── The input ──

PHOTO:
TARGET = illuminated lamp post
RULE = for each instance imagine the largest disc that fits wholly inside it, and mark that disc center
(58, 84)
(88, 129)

───

*To do*:
Format each line of the records above as a JSON array of strings, one string per line, and omit any blank lines.

*Answer to this exercise*:
[
  "PHOTO:",
  "TARGET = illuminated lamp post",
  "RULE = for each instance imagine the largest disc that fits wholly inside it, and mark that disc center",
  "(58, 84)",
  "(88, 129)"
]